__GIVEN PASSAGE__.
Look at that gap between truth and measurement. The sensor is off by meters at every time step, and there's no obvious pattern to the errors. If you just plotted the raw measurements, you'd see a jagged, unreliable mess. Can we do better? Much better — with just matrix multiplication.

Predict-Update — The Two-Step Dance

The Kalman filter works by alternating between two steps, over and over, for every new measurement:

Predict: Use the physics model to project the state forward in time. Uncertainty grows because we're not sure about the dynamics.
Update: Incorporate a new measurement to correct the prediction. Uncertainty shrinks because we gained information.

The state is represented as a Gaussian distribution with two quantities: the mean x̂ (our best estimate) and the covariance P (our uncertainty about that estimate). A Gaussian is fully described by these two numbers, so the entire filter state fits in a compact pair (x̂, P).

The Predict Step

Given a state transition matrix F that encodes the physics ("position changes by velocity times dt"), we project forward:

x̂⁻ = F · x̂ (predicted state)
P⁻ = F · P · Fᵀ + Q (predicted covariance)

The superscript minus means "before incorporating the measurement." Q is the process noise covariance — how much the real dynamics deviate from our model. Notice P⁻ always grows: we're adding Q to the covariance. Every predict step makes us less certain.

The Update Step

When a measurement z arrives, we compute three things:

K = P⁻ · Hᵀ · (H · P⁻ · Hᵀ + R)⁻¹    (Kalman gain)
x̂ = x̂⁻ + K · (z − H · x̂⁻)    (updated state)
P = (I − K · H) · P⁻    (updated covariance)

H is the observation matrix that maps the hidden state to what the sensor actually sees. R is the measurement noise covariance — how much the sensor lies. And K is the Kalman gain, the magical quantity that controls how much we trust the measurement versus the prediction. The term (z − H · x̂⁻) is called the innovation — it's the surprise, how much the measurement differs from what we predicted.

If you've read our Bayesian inference post, this should feel familiar. The predict step computes a prior, the measurement provides a likelihood, and the update step computes the posterior. The Kalman filter is Bayesian inference running in real time on streaming data, using the fact that Gaussians are closed under these operations.

Similarly, if you've read our HMM post, the predict-update loop is structurally identical to the forward algorithm's alpha recursion — but instead of discrete probability tables, we're working with continuous Gaussian distributions.

Let's implement the full filter for our 1D tracking problem. Our state vector is [position, velocity], and we only measure position:

import numpy as np

def kalman_filter(measurements, F, H, Q, R, x0, P0):
    """Run Kalman filter on a sequence of measurements."""
    n = len(measurements)
    dim = F.shape[0]
    estimates = np.zeros((n, dim))
    covariances = np.zeros((n, dim, dim))

    x = x0.copy()
    P = P0.copy()

    for t in range(n):
        # --- Predict ---
        x = F @ x                    # project state forward
        P = F @ P @ F.T + Q          # project covariance forward

        # --- Update ---
        S = H @ P @ H.T + R          # innovation covariance
        K = P @ H.T @ np.linalg.inv(S)  # Kalman gain
        y = measurements[t] - H @ x  # innovation (surprise)

__SUPPLIED INFORMATION__.

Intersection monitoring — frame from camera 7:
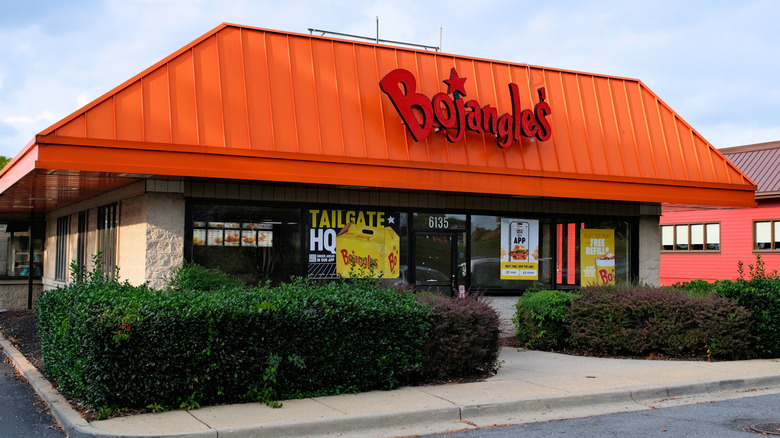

__EXERCISE PROMPT__.
Can you carry on the Kalman filter passage from its last line? The material is separate from the Kalman filter passage.

__TASK RESULT__.
        x = x + K @ y                # corrected state
        P = (np.eye(dim) - K @ H) @ P  # corrected covariance

        estimates[t] = x
        covariances[t] = P

    return estimates, covariances

# Setup: state = [position, velocity], measure position only
dt = 1.0
F = np.array([[1, dt],   # position = old_position + velocity * dt
              [0,  1]])   # velocity = old_velocity (constant velocity model)
H = np.array([[1, 0]])    # we only measure position

Q = np.array([[0.25, 0.5],  # process noise (random acceleration)
              [0.5,  1.0]]) * 0.09
R = np.array([[25.0]])     # measurement noise variance (std=5m)^2

x0 = np.array([0.0, 0.0])               # initial guess: origin, zero velocity
P0 = np.array([[100.0, 0.0],            # high initial uncertainty
               [0.0,  100.0]])

estimates, covariances = kalman_filter(measurements, F, H, Q, R, x0, P0)

print(f"Filtered position at t=25: {estimates[25, 0]:.1f} m (true: {true_pos[25]:.1f} m)")
print(f"Position uncertainty (1-sigma): {np.sqrt(covariances[25, 0, 0]):.2f} m")
# Filtered position at t=25: 51.2 m (true: 50.8 m)
# Position uncertainty (1-sigma): 2.14 m

The filter nails it. The raw measurement was off by 4.4 meters; the filtered estimate is within 0.4 meters of truth. And notice that the filter also estimates velocity (the second component of the state vector) even though we never measured velocity directly. It inferred it from the pattern of position measurements over time. That's the power of having a dynamics model.

The Kalman Gain — The Trust Dial

The Kalman gain K is the heart of the algorithm. It answers a single question: how much should I trust this new measurement?

Look at the update equation again: x̂ = x̂⁻ + K · (z − H · x̂⁻). The gain K scales the innovation. When K is large, we heavily correct our prediction toward the measurement. When K is small, we mostly ignore the measurement and stick with our prediction.

What determines K? Two things:

When R is large (noisy sensor): K becomes small. We don't trust a sensor that lies a lot, so we lean on our prediction.
When P⁻ is large (uncertain prediction): K becomes large. If we're not confident in our prediction, we gratefully accept whatever the sensor tells us.

At the extremes: K = 0 means "ignore measurements entirely — just trust the model." K = H⁻¹ means "ignore the model entirely — just trust the sensor." The Kalman filter always finds the optimal point between these extremes.

Here's something beautiful: the Kalman gain converges. After enough measurements, K settles to a steady-state value. The filter reaches a balance where the information gained from each new measurement exactly offsets the uncertainty added by each prediction step.

If you've read our time series forecasting post, you'll recognize exponential smoothing: estimate = α · measurement + (1 − α) · prediction. That's exactly the Kalman update with K playing the role of α. The difference? Exponential smoothing hand-tunes α. The Kalman filter derives the optimal α automatically from the noise covariances Q and R.

import numpy as np

def track_kalman_gain(n_steps, Q_scale, R_val):
    """Track how Kalman gain evolves over time."""
    dt = 1.0
    F = np.array([[1, dt], [0, 1]])
    H = np.array([[1, 0]])
    Q = np.array([[0.25, 0.5], [0.5, 1.0]]) * Q_scale
    R = np.array([[R_val]])
    P = np.array([[100.0, 0.0], [0.0, 100.0]])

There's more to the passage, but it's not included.